** start of GIVEN ENTRIES **
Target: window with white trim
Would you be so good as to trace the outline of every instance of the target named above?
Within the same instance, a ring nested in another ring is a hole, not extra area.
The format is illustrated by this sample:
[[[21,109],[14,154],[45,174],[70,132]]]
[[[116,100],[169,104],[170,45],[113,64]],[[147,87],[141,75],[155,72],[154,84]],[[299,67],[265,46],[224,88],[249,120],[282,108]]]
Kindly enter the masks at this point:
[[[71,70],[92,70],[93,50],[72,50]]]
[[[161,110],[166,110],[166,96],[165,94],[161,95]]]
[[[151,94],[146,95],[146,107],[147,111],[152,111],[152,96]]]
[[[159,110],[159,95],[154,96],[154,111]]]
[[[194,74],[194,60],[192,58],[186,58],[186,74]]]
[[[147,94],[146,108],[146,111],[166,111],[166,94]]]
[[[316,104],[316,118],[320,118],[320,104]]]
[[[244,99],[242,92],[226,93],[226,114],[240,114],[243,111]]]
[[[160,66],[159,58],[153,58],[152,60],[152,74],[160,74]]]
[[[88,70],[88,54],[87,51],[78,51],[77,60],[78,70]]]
** end of GIVEN ENTRIES **
** CHALLENGE **
Can you edit the records above so that "white trim" becomes "gray trim", leaving every other part of the records unchanged?

** THE RESPONSE **
Target: window with gray trim
Would you be so good as to trace the outline of every instance of the target named above?
Within the same instance, a ring nested in another ring is a hole, not extra area.
The format is illustrated by this sample:
[[[21,109],[14,154],[45,174],[70,132]]]
[[[116,100],[169,104],[170,45],[113,64]],[[147,87],[141,75],[155,72],[154,84]],[[299,67],[265,46],[224,88],[249,120],[282,108]]]
Kindly enter the masks at this point:
[[[71,70],[92,70],[93,50],[72,50]]]
[[[161,110],[166,110],[166,96],[165,94],[161,95]]]
[[[151,94],[146,95],[146,107],[147,111],[152,111],[152,96]]]
[[[159,110],[159,95],[154,96],[154,111]]]
[[[194,74],[194,60],[192,58],[186,58],[186,74]]]
[[[147,94],[146,108],[146,111],[166,111],[166,94]]]
[[[316,104],[316,118],[320,118],[320,104]]]
[[[244,99],[242,92],[226,93],[226,114],[240,114],[243,111]]]
[[[160,66],[159,58],[153,58],[152,60],[152,74],[160,74]]]
[[[88,70],[88,54],[87,51],[78,51],[77,60],[78,70]]]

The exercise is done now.